Find every line below that contains the word "white" and copy each of those lines. Letter case matters.

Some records
——————
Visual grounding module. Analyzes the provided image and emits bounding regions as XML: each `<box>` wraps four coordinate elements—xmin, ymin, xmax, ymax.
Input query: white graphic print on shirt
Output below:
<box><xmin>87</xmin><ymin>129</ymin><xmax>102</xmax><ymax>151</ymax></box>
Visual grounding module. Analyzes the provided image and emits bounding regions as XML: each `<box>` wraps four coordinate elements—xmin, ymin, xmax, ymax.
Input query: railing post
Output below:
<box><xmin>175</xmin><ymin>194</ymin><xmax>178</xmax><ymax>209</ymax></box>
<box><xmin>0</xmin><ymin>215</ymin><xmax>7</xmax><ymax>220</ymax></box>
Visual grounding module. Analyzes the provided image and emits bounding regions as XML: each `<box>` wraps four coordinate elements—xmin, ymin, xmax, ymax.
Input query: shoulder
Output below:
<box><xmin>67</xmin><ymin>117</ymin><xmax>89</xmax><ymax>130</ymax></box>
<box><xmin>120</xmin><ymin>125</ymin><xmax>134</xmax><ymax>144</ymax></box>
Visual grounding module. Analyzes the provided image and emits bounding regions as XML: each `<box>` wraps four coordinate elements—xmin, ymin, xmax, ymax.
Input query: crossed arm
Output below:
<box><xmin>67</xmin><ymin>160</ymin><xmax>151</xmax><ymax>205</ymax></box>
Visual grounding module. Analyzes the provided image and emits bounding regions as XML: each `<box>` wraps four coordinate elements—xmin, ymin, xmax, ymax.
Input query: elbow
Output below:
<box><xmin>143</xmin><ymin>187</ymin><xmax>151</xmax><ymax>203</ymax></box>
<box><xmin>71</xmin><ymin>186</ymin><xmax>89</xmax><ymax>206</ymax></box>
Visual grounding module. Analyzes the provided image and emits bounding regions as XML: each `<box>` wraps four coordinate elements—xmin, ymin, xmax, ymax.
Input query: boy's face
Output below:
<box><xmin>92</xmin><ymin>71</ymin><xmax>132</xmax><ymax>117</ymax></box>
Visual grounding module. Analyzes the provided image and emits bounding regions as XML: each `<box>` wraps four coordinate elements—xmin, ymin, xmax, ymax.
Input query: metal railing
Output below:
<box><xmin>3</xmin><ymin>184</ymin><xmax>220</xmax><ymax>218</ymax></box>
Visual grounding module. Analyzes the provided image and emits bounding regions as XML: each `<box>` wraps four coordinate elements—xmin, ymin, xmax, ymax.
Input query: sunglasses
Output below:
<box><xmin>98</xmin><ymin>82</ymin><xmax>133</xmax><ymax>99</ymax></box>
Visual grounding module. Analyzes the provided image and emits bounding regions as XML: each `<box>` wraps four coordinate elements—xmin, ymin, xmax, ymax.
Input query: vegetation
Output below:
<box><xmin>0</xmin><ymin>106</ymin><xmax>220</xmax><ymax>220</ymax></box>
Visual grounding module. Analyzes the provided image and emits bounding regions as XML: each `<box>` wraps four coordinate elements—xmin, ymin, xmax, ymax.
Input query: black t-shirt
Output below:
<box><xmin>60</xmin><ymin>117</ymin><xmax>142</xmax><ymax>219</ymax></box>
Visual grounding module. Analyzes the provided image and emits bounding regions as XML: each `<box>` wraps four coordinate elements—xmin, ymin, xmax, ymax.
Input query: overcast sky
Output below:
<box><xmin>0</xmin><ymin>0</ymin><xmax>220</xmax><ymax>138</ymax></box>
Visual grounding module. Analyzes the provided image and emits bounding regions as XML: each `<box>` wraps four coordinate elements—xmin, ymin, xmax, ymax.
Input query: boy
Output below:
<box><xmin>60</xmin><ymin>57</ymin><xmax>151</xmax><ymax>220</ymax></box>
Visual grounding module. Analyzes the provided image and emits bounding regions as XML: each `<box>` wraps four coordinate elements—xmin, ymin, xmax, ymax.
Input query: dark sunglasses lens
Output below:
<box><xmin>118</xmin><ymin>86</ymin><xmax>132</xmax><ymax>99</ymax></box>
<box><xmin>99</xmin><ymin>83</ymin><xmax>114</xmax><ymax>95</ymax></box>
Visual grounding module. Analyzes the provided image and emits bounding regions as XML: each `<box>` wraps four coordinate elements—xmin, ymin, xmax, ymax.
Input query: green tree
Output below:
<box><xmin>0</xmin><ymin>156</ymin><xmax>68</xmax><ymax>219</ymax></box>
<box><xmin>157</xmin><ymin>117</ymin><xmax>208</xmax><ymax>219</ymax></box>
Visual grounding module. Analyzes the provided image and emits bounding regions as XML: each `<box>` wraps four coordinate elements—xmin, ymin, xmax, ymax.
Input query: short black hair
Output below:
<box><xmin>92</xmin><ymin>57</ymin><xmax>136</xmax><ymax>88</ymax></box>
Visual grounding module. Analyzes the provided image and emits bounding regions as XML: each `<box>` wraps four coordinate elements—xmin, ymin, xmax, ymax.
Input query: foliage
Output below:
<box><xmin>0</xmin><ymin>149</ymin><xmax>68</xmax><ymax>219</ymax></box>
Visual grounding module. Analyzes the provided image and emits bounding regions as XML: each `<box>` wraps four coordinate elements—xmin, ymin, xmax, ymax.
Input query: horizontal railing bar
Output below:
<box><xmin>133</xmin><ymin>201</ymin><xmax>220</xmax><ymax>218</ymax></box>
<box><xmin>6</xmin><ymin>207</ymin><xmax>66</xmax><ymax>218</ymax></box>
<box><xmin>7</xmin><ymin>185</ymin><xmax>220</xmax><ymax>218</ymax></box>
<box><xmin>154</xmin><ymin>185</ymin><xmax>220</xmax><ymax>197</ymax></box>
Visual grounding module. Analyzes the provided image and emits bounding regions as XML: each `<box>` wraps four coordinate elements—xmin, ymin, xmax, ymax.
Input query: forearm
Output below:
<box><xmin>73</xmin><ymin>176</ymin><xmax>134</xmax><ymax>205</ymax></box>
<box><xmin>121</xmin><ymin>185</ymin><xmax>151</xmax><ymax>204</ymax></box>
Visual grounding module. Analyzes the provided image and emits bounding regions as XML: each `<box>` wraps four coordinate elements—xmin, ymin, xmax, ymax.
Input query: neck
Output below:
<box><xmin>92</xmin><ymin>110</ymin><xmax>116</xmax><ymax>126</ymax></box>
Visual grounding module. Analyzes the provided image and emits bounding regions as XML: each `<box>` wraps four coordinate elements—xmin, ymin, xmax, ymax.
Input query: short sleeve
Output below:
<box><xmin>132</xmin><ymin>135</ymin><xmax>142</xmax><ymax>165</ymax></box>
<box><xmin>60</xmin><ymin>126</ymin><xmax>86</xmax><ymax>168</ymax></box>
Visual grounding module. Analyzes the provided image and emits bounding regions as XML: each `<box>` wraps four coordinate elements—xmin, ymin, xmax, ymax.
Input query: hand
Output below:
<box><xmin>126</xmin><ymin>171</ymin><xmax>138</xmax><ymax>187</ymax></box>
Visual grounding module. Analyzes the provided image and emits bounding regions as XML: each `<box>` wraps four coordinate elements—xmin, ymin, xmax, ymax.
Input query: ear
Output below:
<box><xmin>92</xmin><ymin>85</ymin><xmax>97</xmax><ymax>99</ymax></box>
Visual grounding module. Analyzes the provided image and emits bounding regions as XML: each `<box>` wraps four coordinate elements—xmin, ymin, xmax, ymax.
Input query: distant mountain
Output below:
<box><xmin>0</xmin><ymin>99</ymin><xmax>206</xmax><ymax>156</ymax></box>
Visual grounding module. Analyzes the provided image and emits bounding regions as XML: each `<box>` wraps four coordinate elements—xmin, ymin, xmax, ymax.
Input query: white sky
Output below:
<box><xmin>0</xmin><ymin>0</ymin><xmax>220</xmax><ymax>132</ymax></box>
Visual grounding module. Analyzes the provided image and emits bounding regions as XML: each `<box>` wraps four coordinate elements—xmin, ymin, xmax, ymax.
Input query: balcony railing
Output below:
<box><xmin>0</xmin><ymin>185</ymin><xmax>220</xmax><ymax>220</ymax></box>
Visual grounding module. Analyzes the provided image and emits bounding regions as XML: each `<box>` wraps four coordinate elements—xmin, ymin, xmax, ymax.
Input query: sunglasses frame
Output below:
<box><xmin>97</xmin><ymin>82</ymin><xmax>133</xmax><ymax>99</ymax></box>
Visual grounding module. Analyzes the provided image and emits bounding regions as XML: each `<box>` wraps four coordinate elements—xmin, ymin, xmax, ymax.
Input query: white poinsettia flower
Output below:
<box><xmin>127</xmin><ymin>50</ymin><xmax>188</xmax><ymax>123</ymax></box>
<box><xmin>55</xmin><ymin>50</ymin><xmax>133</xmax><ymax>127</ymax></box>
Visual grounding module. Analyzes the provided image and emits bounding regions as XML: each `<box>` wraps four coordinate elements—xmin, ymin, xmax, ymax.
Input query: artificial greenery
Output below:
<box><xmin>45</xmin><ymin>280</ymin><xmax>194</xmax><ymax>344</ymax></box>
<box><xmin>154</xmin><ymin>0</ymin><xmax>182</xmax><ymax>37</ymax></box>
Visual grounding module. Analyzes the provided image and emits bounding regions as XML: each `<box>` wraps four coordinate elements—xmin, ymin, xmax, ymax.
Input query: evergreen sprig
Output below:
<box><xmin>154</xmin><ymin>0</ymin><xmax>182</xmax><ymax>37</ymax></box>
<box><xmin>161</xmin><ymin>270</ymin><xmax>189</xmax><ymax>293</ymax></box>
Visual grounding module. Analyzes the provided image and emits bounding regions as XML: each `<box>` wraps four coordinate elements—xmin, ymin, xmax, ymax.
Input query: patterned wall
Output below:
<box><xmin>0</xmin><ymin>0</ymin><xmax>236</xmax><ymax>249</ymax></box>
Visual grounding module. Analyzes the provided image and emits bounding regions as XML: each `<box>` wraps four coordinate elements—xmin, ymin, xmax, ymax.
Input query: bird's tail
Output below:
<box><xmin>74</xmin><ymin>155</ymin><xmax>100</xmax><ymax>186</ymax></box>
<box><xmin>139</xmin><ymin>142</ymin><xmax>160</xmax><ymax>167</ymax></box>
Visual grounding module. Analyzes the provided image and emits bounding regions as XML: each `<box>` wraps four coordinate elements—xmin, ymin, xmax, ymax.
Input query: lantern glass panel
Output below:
——————
● **Output for this exercise**:
Input query: white graphic print on shirt
Input query: white sky
Input query: white poinsettia flower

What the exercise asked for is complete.